Written task a:
Copy the essay starting at "I can blame" and ending at "makes it right.", swapping "neighborhood" for "hometown".

Page:
I’ve said the N-word before. I’m not proud of it, but I was callow and young and stupid then.

I can blame my homogeneous white neighborhood I grew up in, the public/private schools and even the college I attended. Hell, I can even blame some of my elders and their old-world prejudices.

But none of that makes it right.

That was before I had ever come to know a person of Color, have a conversation with a person of color, or understand a person of color. Now, though, I understood why that word must go.

Period.

Supposed-comedian Bill Maher learned that lesson last week when he made a coarse, insensitive comment about being a “house n***a” after Nebraska Sen. Ben Sasse invited him to “work in the fields with us.”

First, Maher attempted to be glib in intimating that slaves tasked with home duties had a less arduous life than those in the fields. However, as his friend, Georgetown Professor Michael Eric Dyson explained to him on the last night’s (June 9th) episode of Real Time  “Black people were saying it’s not as if Black people in the house were any better of than people in the field. Both of them were subjected to slave dominance, hegemony, hatred, rape, and the like.”

Location labeling records:
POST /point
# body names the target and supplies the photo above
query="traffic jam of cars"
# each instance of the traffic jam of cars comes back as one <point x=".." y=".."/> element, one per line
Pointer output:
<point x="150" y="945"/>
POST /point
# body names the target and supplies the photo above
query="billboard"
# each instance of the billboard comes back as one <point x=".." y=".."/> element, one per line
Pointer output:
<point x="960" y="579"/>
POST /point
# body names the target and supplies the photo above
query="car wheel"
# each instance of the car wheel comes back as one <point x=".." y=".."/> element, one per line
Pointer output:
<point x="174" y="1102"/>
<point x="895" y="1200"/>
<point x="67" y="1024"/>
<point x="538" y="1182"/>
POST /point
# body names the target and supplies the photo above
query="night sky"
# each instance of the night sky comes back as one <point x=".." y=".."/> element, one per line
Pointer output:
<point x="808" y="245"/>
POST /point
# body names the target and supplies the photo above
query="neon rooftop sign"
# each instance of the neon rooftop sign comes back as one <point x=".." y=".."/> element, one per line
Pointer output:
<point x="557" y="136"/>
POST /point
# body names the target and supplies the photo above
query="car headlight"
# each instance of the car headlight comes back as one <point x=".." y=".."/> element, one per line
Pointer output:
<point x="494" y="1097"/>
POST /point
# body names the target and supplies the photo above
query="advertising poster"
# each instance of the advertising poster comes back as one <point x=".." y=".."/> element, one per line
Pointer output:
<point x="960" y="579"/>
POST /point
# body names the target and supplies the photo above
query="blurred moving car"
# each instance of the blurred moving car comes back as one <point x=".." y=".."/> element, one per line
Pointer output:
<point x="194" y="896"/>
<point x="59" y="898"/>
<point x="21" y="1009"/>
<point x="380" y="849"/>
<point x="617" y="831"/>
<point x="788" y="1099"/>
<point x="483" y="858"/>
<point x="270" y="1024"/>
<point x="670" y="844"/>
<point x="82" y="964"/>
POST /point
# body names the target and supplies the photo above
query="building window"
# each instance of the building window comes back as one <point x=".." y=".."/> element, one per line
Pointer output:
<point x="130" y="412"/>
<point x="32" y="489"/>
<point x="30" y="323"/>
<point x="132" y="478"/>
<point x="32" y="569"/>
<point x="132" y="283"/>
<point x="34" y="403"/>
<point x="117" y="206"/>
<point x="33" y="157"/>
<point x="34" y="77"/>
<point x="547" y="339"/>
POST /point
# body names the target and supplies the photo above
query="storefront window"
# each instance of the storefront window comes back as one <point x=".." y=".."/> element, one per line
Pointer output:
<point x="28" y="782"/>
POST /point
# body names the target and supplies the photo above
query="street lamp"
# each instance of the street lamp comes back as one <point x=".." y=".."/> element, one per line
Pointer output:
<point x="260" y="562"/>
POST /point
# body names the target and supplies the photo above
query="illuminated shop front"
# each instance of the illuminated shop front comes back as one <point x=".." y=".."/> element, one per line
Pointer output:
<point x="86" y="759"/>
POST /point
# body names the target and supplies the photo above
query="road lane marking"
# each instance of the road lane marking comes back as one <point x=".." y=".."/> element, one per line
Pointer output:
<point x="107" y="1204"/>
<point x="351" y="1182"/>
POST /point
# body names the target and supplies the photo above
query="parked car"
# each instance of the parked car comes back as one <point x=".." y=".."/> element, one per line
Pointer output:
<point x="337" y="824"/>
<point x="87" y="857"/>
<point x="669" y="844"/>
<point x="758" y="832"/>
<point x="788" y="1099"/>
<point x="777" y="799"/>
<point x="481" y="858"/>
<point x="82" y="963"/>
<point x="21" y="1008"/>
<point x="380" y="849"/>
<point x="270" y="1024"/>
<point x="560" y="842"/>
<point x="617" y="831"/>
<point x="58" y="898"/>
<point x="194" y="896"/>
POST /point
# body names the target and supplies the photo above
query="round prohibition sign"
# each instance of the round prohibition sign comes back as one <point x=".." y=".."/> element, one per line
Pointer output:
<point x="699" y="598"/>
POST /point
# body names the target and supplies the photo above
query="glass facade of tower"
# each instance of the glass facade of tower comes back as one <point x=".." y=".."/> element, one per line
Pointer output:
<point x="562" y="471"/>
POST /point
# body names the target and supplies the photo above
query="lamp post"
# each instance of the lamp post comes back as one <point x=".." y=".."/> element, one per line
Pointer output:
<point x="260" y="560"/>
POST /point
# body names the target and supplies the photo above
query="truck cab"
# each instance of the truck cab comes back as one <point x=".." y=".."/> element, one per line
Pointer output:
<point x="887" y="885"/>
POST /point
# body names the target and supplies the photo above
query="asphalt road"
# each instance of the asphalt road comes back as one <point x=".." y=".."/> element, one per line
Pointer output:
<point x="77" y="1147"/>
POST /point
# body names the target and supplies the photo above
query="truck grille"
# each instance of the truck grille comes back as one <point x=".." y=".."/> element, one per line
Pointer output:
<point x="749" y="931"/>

Written task b:
How many lines of the records contain the word "building"? Reply with the number only.

Complete answer a:
I can blame my homogeneous white hometown I grew up in, the public/private schools and even the college I attended. Hell, I can even blame some of my elders and their old-world prejudices.

But none of that makes it right.

Complete answer b:
2